READING TEXT ▸
-- Opening Marker --

Genome size estimation - rrwick/Autocycler GitHub Wiki
When running Autocycler subsample and Generating input assemblies, you'll need a genome size estimate. If you don't already know the size of your genome, here are two reliable methods to determine it:
Methods
-
Assemble your reads and measure the assembly size Raven is a fast assembler well-suited for this purpose. To streamline the process, use the Autocycler helper command.
-
Use the LRGE tool LRGE estimates genome size directly from reads and is straightforward to run on its own.
Example commands
reads=ont.fastq.gz # your read set goes here
threads=16 # set as appropriate for your system
genome_size=$(autocycler helper genome_size --reads "$reads" --threads "$threads")
# OR
genome_size=$(lrge -t "$threads" "$reads")
Comparison of Methods
| Method | Time to run | Error rate |
|---|---|---|
| Raven | 1-10 minutes | <3% |
| LRGE | <1 minute | <10% |
Raven tends to produce more accurate results, while LRGE is faster. Both methods are accurate enough for Autocycler's requirements.
For more on genome size estimation (including a detailed comparison of Raven and LRGE), check out this paper: Hall MB, Zhou C, Coin LJM (2025). Genome size estimation from long read overlaps. Bioinformatics. doi:10.1093/bioinformatics/btaf593.

-- Closing Marker --

DATA SHOWN ▸
-- Opening Marker --

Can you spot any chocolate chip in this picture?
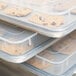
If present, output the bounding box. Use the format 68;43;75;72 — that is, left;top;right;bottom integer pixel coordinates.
51;22;56;25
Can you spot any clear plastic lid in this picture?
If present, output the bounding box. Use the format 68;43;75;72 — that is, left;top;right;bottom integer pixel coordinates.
0;22;36;44
23;0;76;15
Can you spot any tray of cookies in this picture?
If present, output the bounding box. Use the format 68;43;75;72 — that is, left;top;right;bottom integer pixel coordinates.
0;0;76;38
0;21;58;63
27;31;76;76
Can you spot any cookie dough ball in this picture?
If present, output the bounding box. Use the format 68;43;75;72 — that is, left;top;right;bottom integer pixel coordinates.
54;0;76;11
0;2;7;9
4;7;32;17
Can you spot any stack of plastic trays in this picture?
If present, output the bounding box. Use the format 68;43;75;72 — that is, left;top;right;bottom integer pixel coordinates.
28;30;76;75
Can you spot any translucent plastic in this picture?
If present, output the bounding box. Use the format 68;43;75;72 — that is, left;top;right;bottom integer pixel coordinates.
0;0;76;37
28;32;76;75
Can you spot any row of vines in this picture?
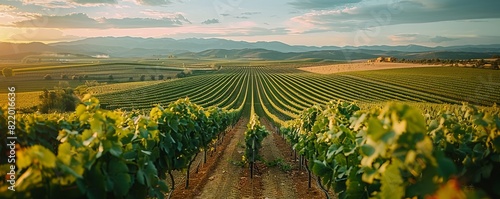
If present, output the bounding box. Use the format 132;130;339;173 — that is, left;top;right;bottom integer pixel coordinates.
0;96;243;198
280;101;500;198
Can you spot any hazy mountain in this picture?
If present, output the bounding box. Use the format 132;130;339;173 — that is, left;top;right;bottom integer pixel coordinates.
0;37;500;60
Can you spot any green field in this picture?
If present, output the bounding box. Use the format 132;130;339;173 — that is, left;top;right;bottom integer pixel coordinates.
0;59;500;198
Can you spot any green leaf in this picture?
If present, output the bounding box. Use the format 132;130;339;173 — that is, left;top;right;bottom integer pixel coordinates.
109;143;122;157
367;118;386;141
360;144;375;156
312;160;331;176
378;161;405;198
57;142;73;165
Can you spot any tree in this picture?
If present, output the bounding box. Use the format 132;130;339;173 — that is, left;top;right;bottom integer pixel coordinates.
2;68;14;77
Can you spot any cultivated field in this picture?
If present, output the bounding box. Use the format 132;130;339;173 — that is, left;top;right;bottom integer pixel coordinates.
299;61;437;74
0;60;500;198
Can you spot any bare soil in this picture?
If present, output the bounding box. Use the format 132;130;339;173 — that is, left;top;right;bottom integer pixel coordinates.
298;62;440;74
171;118;333;199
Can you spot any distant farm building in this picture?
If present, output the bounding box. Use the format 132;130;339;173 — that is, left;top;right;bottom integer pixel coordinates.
368;57;397;62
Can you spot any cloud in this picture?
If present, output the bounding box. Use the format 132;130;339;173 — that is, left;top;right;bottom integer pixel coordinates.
241;12;261;15
0;4;16;12
201;19;220;24
70;0;117;5
9;13;190;29
388;33;459;43
290;0;363;10
388;33;429;43
430;36;458;43
141;9;191;23
17;0;118;8
10;28;81;42
290;0;500;32
136;0;172;6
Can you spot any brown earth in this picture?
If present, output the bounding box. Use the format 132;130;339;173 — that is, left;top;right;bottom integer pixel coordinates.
169;118;333;199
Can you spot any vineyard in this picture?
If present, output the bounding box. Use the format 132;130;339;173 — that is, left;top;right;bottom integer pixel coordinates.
0;66;500;198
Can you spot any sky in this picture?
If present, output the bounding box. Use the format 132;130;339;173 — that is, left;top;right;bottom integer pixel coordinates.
0;0;500;46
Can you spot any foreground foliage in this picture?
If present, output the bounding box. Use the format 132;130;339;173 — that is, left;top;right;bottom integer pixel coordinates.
243;114;269;177
281;101;500;198
0;97;241;198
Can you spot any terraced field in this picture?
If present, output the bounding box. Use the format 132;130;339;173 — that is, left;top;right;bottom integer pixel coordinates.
94;66;500;123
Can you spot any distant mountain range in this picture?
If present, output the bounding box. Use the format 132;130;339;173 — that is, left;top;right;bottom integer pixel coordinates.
0;37;500;60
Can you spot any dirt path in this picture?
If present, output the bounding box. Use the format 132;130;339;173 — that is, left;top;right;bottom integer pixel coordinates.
173;118;332;199
262;119;336;199
196;119;248;198
261;127;297;198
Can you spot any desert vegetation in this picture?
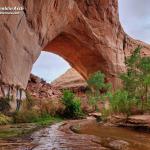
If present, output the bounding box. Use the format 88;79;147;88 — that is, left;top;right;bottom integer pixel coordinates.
88;47;150;116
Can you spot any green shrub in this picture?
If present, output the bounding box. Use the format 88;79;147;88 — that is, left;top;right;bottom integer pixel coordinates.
110;90;137;115
62;90;83;118
13;110;39;123
87;71;111;111
0;113;12;125
101;108;110;121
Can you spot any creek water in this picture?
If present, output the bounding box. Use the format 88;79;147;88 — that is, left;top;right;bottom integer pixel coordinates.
0;120;150;150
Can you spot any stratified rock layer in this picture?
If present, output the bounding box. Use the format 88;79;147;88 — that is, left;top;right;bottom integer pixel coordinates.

-- Closing Marker --

WHAT IS EXPECTED ▸ From the genome size estimation page above, write out the passage word for word, starting at "Genome size estimation - rrwick/Autocycler" and ending at "on its own.".

COMPLETED EXERCISE ▸
Genome size estimation - rrwick/Autocycler GitHub Wiki
When running Autocycler subsample and Generating input assemblies, you'll need a genome size estimate. If you don't already know the size of your genome, here are two reliable methods to determine it:
Methods
-
Assemble your reads and measure the assembly size Raven is a fast assembler well-suited for this purpose. To streamline the process, use the Autocycler helper command.
-
Use the LRGE tool LRGE estimates genome size directly from reads and is straightforward to run on its own.